Lay out the items from the line with "Return the outline of every instance of the white" to the line with "M 475 246 L" as a two-column CSV with columns named instruction and outline, one row per item. Place each item's text and its answer in a single quoted field, replacing line breaks with spaces.
::: INPUT MATERIAL
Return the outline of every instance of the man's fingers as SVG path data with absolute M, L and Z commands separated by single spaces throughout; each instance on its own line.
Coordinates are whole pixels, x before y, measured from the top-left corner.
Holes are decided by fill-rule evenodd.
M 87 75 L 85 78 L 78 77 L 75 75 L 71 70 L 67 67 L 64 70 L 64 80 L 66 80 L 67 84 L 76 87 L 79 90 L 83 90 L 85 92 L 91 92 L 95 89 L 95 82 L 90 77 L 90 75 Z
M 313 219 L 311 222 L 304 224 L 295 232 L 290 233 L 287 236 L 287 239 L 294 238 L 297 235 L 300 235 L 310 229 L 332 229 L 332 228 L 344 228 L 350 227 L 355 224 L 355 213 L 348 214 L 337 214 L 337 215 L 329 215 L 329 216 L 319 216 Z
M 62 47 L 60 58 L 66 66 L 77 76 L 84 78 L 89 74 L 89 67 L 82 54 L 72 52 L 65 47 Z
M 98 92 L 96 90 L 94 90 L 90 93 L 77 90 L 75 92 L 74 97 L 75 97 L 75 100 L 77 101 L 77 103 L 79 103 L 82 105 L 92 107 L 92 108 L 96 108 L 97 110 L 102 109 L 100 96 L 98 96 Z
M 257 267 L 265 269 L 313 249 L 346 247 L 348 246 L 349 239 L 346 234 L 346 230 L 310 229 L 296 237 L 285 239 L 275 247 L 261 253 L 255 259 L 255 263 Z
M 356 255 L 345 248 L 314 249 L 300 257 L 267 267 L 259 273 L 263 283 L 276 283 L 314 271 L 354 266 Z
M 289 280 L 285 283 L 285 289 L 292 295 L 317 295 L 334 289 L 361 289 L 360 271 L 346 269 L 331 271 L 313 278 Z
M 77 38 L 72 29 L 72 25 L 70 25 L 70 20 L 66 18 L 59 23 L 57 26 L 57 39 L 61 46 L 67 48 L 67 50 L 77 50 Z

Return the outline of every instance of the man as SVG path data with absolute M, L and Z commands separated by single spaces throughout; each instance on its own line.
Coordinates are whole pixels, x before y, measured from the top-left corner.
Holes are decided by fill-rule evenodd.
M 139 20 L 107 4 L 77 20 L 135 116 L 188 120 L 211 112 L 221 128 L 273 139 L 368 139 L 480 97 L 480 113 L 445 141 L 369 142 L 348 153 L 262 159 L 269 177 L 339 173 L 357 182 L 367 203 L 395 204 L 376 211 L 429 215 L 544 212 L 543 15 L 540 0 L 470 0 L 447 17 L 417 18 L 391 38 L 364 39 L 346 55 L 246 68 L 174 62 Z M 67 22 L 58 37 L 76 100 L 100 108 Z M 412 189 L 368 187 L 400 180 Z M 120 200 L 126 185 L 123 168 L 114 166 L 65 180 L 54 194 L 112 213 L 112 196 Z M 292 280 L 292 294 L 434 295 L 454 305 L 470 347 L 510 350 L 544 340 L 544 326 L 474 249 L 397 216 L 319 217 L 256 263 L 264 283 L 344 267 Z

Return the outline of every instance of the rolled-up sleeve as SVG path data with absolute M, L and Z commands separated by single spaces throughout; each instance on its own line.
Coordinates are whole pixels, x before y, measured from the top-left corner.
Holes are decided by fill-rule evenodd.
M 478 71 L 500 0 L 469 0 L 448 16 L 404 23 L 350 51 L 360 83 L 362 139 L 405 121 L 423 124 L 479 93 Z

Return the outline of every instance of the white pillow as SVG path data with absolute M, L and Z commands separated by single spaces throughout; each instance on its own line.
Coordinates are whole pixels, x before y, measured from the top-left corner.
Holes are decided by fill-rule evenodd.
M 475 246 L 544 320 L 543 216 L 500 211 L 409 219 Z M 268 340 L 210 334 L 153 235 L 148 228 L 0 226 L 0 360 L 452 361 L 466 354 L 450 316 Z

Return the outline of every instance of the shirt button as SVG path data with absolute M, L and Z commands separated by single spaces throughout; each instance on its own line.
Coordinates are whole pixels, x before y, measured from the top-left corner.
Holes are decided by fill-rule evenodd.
::::::
CORRECT RESPONSE
instruction,outline
"Return the outline of every instance of the white pillow as SVG path data with absolute M, L and Z commands separated by single spaces throughout; each instance on its own line. Coordinates are whole pixels, x before y, measured from the top-left corner. Holes are decided by fill-rule evenodd.","M 475 246 L 544 320 L 543 216 L 500 211 L 409 219 Z M 268 340 L 210 334 L 153 235 L 148 228 L 0 226 L 0 360 L 452 361 L 466 354 L 450 316 Z"